## SUPPLIED RECORDS
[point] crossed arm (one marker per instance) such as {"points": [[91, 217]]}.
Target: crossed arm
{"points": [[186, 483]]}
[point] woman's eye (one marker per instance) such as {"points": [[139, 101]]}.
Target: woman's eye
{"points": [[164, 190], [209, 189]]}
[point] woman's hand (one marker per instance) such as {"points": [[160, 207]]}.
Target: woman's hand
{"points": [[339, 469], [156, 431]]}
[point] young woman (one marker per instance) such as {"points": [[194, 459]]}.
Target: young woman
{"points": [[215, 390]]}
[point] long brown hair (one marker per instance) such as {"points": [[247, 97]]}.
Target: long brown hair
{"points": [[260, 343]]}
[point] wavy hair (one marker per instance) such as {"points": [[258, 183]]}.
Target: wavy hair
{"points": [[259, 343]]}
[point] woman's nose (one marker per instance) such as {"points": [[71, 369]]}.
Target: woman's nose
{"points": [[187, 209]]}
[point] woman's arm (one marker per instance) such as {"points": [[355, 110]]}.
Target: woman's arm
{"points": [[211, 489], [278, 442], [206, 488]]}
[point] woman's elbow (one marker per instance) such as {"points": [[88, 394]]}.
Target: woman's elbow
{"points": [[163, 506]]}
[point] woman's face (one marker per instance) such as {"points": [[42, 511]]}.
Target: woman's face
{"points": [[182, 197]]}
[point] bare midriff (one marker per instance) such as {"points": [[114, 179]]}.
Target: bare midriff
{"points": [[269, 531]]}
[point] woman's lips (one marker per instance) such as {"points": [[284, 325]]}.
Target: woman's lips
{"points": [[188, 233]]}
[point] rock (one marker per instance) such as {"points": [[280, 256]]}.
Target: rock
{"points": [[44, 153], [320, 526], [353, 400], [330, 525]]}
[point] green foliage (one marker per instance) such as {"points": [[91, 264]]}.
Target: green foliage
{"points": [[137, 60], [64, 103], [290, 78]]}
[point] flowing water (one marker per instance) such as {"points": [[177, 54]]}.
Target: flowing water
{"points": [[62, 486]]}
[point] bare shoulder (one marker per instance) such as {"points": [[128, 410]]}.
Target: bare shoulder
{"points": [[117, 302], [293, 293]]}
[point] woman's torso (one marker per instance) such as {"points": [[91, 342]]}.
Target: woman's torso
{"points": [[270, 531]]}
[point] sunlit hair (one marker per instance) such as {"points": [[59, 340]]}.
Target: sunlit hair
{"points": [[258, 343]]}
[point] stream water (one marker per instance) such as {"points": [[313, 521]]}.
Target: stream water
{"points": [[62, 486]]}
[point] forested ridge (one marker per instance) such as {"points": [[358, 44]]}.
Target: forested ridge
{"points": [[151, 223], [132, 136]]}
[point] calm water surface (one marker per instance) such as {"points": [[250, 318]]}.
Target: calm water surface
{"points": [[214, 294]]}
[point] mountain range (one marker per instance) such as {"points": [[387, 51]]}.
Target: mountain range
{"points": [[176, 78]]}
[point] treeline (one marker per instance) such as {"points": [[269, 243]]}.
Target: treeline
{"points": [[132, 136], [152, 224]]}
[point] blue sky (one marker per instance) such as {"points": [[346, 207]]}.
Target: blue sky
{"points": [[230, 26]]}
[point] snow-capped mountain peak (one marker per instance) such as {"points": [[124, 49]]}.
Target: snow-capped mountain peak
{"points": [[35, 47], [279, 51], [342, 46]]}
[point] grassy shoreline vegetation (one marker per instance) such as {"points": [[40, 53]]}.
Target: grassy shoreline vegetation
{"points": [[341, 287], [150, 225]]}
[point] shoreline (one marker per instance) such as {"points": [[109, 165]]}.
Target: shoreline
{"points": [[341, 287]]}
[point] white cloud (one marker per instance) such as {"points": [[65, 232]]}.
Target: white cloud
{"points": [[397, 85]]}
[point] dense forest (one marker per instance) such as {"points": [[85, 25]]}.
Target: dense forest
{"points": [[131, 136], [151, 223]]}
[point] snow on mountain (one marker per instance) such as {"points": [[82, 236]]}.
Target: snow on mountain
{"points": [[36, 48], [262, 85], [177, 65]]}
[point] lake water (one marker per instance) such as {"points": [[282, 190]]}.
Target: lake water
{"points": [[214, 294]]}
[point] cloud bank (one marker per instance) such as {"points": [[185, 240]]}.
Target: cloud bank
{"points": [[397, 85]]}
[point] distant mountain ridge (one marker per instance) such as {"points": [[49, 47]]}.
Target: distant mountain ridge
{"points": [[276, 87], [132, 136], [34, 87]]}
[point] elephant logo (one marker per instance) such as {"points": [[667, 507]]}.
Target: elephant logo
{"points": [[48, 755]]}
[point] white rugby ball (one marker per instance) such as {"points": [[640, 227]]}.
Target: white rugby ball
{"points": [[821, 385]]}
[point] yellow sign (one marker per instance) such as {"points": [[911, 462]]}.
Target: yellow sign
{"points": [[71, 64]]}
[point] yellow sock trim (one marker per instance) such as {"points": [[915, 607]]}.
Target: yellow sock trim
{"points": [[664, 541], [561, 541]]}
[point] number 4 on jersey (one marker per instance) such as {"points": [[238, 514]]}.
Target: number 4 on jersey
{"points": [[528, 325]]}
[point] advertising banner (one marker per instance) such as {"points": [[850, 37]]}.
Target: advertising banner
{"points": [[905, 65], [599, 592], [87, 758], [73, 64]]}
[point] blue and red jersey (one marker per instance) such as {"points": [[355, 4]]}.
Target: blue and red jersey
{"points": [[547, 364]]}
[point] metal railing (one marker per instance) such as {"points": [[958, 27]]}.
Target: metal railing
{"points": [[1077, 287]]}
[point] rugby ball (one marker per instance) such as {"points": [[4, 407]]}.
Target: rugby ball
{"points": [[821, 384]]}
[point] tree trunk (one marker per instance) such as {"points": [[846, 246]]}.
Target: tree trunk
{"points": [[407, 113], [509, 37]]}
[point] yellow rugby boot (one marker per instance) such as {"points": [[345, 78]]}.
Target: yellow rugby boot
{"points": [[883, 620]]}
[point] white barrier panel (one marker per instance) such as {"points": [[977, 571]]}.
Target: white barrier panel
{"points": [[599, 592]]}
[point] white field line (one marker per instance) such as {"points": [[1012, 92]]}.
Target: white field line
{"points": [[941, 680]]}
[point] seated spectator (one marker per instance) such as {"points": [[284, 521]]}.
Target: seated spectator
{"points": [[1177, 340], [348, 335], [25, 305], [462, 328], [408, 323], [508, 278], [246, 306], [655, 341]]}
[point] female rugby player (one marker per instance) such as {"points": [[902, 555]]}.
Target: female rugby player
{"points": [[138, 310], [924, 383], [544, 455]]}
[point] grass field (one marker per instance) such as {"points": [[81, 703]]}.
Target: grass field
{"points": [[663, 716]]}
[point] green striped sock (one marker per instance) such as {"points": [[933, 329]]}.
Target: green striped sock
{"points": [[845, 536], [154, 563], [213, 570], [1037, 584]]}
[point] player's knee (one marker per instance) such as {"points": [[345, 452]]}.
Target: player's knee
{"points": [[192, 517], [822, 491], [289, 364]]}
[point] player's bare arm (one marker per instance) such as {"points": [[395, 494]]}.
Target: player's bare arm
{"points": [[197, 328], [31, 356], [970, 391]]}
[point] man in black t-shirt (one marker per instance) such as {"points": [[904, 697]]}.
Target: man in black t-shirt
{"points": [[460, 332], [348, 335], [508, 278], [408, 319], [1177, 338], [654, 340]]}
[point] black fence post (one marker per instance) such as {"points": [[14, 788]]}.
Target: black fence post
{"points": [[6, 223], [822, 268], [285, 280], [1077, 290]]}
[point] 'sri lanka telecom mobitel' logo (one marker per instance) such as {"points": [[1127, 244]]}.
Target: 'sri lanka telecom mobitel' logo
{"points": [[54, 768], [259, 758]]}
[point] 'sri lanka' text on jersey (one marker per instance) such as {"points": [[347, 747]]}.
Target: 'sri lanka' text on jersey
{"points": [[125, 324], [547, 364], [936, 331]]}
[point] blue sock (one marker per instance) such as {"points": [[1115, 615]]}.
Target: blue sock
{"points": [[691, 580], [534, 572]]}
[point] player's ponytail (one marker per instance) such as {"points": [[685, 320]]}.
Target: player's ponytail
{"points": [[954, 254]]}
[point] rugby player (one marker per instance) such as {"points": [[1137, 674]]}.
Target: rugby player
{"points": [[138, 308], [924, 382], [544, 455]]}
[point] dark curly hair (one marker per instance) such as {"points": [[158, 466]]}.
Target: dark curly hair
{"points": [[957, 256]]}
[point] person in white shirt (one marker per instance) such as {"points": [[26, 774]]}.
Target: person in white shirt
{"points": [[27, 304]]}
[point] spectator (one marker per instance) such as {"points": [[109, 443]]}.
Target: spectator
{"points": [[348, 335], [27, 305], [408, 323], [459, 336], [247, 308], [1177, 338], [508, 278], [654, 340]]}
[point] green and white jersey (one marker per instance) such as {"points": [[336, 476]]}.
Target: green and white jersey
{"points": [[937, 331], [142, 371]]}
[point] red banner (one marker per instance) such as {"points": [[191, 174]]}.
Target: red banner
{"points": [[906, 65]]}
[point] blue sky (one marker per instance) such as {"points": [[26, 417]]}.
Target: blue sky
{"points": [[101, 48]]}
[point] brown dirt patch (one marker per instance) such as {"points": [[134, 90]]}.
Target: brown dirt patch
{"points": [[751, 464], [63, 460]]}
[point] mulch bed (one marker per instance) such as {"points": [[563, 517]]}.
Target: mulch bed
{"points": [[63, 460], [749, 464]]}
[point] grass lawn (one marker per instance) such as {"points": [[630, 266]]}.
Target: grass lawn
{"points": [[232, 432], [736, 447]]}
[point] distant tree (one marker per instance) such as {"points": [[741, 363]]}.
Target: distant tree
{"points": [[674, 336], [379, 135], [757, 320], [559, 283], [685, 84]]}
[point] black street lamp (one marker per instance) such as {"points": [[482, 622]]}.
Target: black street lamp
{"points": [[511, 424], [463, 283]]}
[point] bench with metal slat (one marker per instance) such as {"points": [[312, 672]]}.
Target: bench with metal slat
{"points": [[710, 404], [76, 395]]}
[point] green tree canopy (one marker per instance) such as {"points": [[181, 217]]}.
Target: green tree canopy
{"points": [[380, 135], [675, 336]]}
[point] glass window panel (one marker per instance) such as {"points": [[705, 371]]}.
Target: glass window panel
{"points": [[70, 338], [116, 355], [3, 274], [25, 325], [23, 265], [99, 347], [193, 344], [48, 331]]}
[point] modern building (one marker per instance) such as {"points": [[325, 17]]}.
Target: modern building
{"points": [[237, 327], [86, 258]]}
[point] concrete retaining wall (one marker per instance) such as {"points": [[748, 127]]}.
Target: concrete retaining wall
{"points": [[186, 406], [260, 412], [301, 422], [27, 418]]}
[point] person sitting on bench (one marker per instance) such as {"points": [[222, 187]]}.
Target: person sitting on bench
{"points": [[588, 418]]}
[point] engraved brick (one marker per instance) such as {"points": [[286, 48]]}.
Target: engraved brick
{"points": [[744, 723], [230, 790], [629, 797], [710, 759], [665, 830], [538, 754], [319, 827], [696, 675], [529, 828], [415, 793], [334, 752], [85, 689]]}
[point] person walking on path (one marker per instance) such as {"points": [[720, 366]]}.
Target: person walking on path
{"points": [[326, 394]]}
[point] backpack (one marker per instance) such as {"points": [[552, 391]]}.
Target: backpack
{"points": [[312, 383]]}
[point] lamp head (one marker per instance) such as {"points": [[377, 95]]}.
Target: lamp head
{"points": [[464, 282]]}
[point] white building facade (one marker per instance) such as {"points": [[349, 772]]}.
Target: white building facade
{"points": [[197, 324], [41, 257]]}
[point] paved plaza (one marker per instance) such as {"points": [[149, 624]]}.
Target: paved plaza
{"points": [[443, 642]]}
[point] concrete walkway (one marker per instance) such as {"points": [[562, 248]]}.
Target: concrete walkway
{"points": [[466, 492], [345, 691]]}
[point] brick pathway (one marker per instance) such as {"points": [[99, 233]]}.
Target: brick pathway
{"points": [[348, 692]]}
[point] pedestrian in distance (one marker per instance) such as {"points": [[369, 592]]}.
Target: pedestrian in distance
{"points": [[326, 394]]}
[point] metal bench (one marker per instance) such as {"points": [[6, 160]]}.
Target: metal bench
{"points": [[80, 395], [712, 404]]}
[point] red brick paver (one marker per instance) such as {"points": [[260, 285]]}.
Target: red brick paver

## SHORT PROBLEM
Please extract exactly, and only, the lines from the line containing "[point] concrete retaining" through the last line of the records.

## RESULT OF THIS EXERCISE
[point] concrete retaining wall (one marker per instance) such as {"points": [[748, 127]]}.
Target: concrete retaining wall
{"points": [[186, 406], [260, 412], [301, 422], [27, 418]]}
[point] person sitting on bench (one marker per instance) such as {"points": [[222, 187]]}.
Target: person sitting on bench
{"points": [[588, 418]]}
[point] engraved brick (one marker per instance) such as {"points": [[286, 48]]}.
Target: engraved brick
{"points": [[744, 723], [230, 790], [629, 797], [710, 759], [665, 830], [538, 754], [319, 827], [696, 675], [529, 828], [415, 793], [334, 752], [85, 689]]}
[point] person walking on path (one marker per instance) such as {"points": [[720, 366]]}.
Target: person walking on path
{"points": [[326, 394]]}
[point] backpack (one marker per instance) such as {"points": [[552, 391]]}.
Target: backpack
{"points": [[312, 383]]}
[point] lamp head (one marker per instance) such as {"points": [[377, 95]]}.
Target: lamp head
{"points": [[464, 282]]}
[point] white building facade (one marker per instance) such as {"points": [[349, 772]]}.
Target: white building facade
{"points": [[197, 324], [41, 257]]}
[point] paved plaza (one marker per instance) such as {"points": [[149, 624]]}.
Target: paved plaza
{"points": [[443, 642]]}
[point] concrete walkway (one marker per instance) such as {"points": [[562, 248]]}.
Target: concrete walkway
{"points": [[466, 492], [345, 691]]}
[point] brick pathway (one marker per instance) such as {"points": [[99, 233]]}.
Target: brick pathway
{"points": [[348, 692]]}
[point] pedestrian in distance (one marker per instance) such as {"points": [[369, 592]]}.
Target: pedestrian in distance
{"points": [[326, 394]]}
[point] metal bench (one marker per instance) such as {"points": [[6, 160]]}.
Target: metal bench
{"points": [[80, 395], [712, 404]]}
[point] red brick paver (one marker per instance) such as {"points": [[260, 285]]}.
Target: red brick paver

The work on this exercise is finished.